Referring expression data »
--- START ---
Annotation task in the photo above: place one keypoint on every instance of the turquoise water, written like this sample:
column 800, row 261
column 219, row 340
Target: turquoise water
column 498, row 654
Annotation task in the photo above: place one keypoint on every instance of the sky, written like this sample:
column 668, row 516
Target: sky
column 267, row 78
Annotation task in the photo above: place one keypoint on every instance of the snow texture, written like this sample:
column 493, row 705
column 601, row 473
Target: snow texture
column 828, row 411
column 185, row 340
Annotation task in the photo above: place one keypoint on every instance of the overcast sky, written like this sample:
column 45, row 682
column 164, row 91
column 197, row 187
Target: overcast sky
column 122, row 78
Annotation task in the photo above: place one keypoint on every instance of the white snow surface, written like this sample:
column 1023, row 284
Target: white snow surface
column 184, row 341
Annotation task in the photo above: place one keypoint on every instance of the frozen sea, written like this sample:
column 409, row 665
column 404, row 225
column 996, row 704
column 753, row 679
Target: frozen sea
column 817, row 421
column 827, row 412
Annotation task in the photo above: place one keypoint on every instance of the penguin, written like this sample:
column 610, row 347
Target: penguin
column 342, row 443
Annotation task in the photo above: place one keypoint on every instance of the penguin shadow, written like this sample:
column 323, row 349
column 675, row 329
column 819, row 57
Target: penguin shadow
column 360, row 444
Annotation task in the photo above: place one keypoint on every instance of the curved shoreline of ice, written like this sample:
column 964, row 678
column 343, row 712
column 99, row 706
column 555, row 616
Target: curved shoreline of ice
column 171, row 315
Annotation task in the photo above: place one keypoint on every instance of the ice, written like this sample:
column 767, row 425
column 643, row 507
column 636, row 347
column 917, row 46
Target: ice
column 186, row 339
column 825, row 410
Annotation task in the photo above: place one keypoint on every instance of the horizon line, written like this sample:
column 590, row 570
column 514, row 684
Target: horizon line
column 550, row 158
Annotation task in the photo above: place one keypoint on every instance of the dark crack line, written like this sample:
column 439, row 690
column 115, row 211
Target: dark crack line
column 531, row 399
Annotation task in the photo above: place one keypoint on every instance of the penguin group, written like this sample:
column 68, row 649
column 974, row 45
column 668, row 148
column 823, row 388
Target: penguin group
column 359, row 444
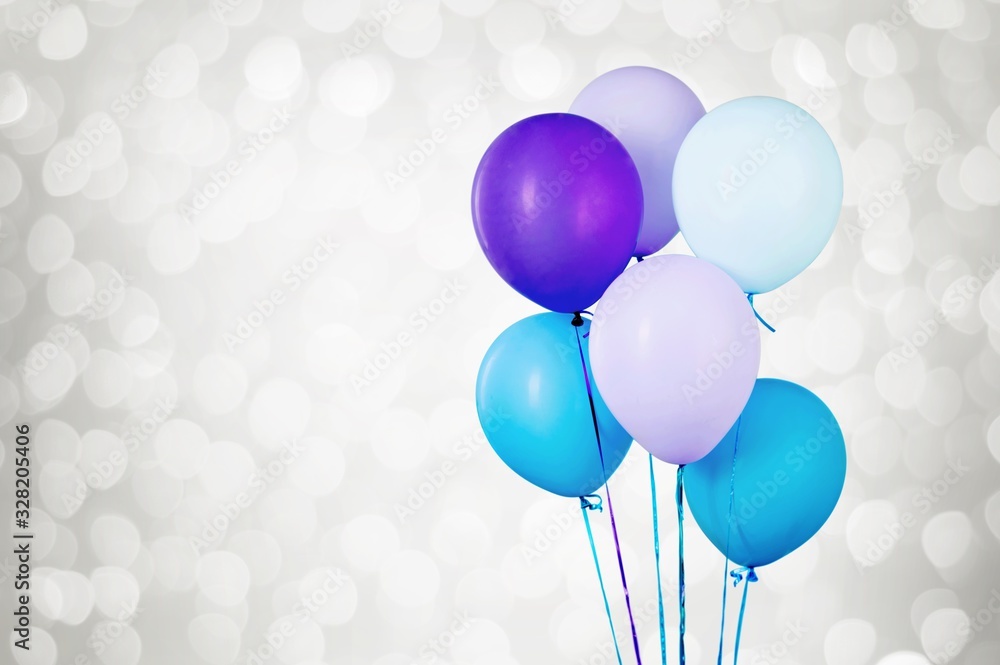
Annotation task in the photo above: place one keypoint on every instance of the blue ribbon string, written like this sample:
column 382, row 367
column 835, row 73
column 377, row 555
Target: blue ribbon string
column 766, row 324
column 593, row 502
column 680, row 560
column 607, row 490
column 656, row 550
column 729, row 535
column 751, row 576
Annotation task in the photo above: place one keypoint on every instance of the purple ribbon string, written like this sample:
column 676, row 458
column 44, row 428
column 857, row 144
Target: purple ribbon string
column 577, row 322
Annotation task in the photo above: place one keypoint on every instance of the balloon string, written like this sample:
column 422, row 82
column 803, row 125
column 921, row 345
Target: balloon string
column 751, row 576
column 766, row 324
column 729, row 534
column 607, row 490
column 593, row 502
column 680, row 559
column 656, row 550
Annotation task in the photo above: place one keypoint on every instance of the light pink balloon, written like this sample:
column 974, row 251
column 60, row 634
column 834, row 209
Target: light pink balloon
column 675, row 350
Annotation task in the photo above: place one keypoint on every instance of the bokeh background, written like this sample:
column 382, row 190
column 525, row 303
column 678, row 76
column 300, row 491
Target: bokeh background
column 217, row 219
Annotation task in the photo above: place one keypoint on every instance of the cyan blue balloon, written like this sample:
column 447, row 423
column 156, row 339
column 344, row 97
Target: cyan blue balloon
column 757, row 190
column 790, row 468
column 531, row 396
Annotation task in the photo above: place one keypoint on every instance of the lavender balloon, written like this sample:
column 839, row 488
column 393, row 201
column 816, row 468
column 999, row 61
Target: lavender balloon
column 650, row 112
column 675, row 350
column 557, row 205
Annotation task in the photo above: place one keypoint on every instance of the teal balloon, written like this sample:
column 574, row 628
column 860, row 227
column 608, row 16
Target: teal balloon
column 758, row 189
column 531, row 396
column 790, row 468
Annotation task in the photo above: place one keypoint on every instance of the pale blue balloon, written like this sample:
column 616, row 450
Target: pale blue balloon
column 757, row 190
column 531, row 396
column 790, row 468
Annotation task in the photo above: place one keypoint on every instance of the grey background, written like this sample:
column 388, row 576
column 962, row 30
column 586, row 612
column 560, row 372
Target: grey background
column 161, row 356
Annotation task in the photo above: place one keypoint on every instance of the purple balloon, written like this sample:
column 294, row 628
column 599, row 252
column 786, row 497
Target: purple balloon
column 557, row 205
column 651, row 112
column 675, row 350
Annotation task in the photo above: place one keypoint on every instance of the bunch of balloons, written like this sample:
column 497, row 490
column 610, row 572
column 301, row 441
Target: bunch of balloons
column 562, row 203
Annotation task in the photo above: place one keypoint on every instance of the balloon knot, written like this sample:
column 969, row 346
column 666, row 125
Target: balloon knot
column 737, row 574
column 766, row 324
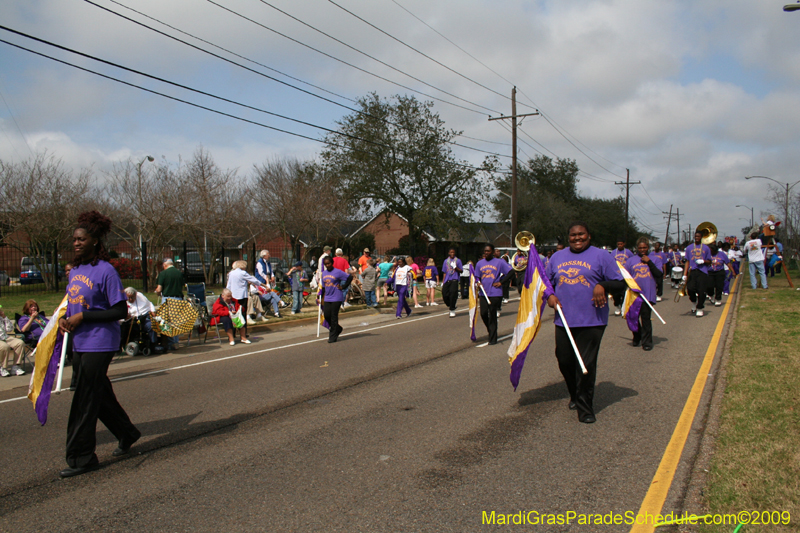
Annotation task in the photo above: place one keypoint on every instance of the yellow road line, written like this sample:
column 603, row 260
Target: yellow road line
column 659, row 487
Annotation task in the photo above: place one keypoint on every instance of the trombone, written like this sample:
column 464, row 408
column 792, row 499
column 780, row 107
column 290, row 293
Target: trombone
column 709, row 235
column 523, row 241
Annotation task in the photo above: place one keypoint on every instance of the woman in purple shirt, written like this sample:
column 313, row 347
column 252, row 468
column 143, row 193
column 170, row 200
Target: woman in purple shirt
column 334, row 282
column 96, row 303
column 491, row 271
column 581, row 276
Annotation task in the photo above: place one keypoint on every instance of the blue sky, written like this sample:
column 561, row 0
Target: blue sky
column 691, row 96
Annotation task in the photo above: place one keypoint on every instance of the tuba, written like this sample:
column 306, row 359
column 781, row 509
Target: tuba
column 523, row 241
column 709, row 232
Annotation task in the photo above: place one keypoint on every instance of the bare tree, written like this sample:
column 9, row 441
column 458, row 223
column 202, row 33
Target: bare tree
column 297, row 200
column 40, row 198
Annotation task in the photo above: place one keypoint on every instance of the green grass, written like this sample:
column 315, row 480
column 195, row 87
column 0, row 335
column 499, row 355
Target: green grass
column 756, row 463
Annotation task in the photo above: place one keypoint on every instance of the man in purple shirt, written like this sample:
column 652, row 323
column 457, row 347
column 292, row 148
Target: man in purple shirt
column 334, row 283
column 646, row 271
column 621, row 254
column 695, row 273
column 491, row 272
column 451, row 271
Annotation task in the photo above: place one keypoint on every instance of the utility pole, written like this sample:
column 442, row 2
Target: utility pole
column 627, row 184
column 514, row 118
column 669, row 219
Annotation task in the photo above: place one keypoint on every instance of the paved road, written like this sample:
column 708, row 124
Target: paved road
column 404, row 425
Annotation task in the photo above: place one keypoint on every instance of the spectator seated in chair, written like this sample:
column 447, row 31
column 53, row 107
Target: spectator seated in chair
column 221, row 312
column 32, row 322
column 9, row 346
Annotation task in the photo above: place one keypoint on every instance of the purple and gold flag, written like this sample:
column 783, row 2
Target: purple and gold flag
column 536, row 289
column 47, row 357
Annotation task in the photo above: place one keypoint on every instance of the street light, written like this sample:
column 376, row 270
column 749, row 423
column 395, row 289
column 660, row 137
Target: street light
column 752, row 221
column 786, row 199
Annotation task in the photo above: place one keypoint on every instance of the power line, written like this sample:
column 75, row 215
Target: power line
column 363, row 53
column 199, row 106
column 423, row 54
column 232, row 52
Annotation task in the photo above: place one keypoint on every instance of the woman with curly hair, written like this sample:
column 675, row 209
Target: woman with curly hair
column 96, row 303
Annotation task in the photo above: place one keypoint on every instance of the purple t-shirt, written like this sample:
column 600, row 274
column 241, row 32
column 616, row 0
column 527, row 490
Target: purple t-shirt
column 695, row 252
column 719, row 261
column 574, row 276
column 490, row 272
column 621, row 256
column 332, row 281
column 642, row 276
column 94, row 288
column 449, row 269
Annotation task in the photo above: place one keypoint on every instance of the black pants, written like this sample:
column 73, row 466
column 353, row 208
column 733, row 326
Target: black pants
column 331, row 312
column 94, row 400
column 450, row 293
column 580, row 386
column 489, row 315
column 645, row 334
column 243, row 303
column 696, row 287
column 716, row 282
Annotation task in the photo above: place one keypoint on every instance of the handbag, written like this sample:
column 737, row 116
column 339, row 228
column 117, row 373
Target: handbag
column 237, row 319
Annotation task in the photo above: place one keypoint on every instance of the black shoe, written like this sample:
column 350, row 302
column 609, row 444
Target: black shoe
column 78, row 470
column 125, row 445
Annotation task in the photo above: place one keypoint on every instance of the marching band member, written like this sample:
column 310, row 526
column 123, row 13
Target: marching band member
column 695, row 273
column 581, row 275
column 646, row 271
column 492, row 272
column 716, row 274
column 334, row 282
column 451, row 271
column 621, row 255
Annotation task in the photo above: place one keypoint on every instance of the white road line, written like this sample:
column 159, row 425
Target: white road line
column 229, row 357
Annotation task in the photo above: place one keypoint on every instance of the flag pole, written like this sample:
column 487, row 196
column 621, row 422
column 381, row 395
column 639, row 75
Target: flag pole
column 571, row 340
column 654, row 309
column 61, row 364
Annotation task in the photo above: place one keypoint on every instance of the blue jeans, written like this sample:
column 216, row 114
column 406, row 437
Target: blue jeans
column 369, row 296
column 297, row 301
column 172, row 341
column 757, row 266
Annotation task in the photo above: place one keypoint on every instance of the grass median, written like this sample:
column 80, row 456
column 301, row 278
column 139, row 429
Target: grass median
column 756, row 462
--- END ---
What you should do » Using the data above, extract exactly the lines from the one that holds "column 678, row 76" to the one that holds "column 344, row 97", both ends included, and no others.

Solution »
column 678, row 76
column 300, row 491
Target: bokeh background
column 217, row 219
Annotation task in the photo above: place one keypoint on every instance of the cyan blue balloon, written like this sample:
column 447, row 423
column 156, row 339
column 344, row 97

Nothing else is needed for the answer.